== Task ==
Add 102 to every x and y coordinate in the answers in the part of the rows that opens with the line containing "the dark water" and closes with the line containing "<point>364,230</point>", both lines included. Write out that whole part again, with its requests unchanged.

== Provided material ==
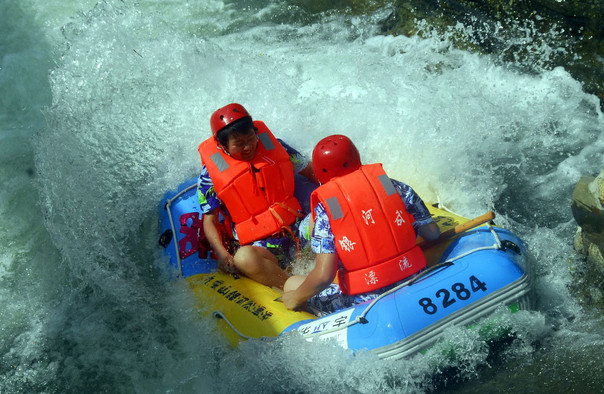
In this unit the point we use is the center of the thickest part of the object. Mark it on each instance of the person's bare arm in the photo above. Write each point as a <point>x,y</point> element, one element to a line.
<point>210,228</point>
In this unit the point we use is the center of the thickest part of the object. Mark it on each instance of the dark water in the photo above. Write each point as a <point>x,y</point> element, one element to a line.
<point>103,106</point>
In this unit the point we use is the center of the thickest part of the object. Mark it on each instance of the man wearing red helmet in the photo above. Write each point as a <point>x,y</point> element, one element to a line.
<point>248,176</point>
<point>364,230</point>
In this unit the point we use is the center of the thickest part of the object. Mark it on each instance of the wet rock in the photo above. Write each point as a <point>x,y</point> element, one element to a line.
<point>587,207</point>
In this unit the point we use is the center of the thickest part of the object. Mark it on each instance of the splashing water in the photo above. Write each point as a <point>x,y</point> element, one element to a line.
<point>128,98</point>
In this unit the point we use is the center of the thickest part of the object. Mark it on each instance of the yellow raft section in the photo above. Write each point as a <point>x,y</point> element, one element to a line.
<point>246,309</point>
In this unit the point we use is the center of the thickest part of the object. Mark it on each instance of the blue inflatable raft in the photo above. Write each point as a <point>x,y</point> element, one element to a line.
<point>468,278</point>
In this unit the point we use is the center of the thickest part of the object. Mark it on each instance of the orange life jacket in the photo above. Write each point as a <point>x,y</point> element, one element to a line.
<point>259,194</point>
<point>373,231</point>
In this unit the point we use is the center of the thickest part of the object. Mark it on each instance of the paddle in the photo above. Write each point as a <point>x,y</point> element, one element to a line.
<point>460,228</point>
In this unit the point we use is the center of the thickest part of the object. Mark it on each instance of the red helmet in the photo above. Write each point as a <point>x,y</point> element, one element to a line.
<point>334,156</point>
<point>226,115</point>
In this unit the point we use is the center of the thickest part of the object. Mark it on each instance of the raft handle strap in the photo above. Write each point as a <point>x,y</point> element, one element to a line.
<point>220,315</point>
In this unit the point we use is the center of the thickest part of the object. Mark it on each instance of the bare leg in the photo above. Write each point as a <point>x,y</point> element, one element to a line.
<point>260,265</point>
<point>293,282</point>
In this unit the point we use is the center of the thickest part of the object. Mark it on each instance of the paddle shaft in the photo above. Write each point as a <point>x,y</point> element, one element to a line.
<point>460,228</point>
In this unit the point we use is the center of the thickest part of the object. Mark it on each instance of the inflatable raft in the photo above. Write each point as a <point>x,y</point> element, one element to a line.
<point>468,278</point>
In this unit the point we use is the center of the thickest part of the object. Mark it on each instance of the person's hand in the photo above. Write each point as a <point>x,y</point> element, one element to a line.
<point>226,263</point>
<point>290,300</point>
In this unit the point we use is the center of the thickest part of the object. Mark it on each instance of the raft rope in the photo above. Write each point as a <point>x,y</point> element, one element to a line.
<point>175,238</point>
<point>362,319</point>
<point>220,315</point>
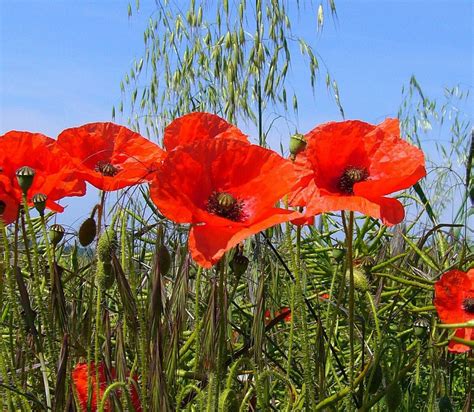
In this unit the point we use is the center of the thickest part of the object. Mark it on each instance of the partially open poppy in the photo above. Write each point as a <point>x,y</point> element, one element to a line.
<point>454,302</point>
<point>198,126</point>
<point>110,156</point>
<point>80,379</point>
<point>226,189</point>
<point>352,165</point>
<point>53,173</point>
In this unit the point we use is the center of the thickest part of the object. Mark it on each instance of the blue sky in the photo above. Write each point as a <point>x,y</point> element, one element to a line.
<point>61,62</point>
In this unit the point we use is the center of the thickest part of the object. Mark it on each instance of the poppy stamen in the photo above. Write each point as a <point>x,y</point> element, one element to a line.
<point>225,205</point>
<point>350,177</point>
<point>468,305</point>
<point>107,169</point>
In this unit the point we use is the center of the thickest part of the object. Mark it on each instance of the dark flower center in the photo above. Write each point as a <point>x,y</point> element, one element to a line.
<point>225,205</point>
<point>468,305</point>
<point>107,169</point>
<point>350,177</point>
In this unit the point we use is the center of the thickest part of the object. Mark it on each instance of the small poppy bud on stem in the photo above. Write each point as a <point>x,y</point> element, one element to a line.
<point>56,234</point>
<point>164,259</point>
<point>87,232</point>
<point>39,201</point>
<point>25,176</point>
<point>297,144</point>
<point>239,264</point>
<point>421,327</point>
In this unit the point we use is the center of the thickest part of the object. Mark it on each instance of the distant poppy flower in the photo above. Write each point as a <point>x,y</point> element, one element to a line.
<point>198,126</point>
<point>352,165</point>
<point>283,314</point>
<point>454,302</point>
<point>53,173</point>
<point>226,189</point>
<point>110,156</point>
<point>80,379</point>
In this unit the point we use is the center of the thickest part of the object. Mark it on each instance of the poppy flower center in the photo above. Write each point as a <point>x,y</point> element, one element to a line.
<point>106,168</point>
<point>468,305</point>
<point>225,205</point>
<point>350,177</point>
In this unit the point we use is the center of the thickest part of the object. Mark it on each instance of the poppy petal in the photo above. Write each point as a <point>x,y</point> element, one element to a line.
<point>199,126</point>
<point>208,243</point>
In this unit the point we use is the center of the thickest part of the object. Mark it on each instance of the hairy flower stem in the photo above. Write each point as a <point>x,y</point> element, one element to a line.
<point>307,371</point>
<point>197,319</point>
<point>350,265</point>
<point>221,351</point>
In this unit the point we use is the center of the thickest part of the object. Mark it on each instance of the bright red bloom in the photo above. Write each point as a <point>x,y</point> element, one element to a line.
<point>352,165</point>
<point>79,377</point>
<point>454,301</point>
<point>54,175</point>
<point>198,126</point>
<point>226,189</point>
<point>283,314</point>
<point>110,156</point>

== Complete answer ==
In this unit the point we use is the center of the thickest part of the object. Mark it on each instance of the dark water in the photo above. Write each point as a <point>x,y</point> element, one element to a line.
<point>205,208</point>
In this unit the point we use is the center of the thickest part of the object. Mark it on each instance of the man wearing red helmet in the photo above. Write each point as a <point>x,y</point> element, one element to a line.
<point>350,278</point>
<point>466,332</point>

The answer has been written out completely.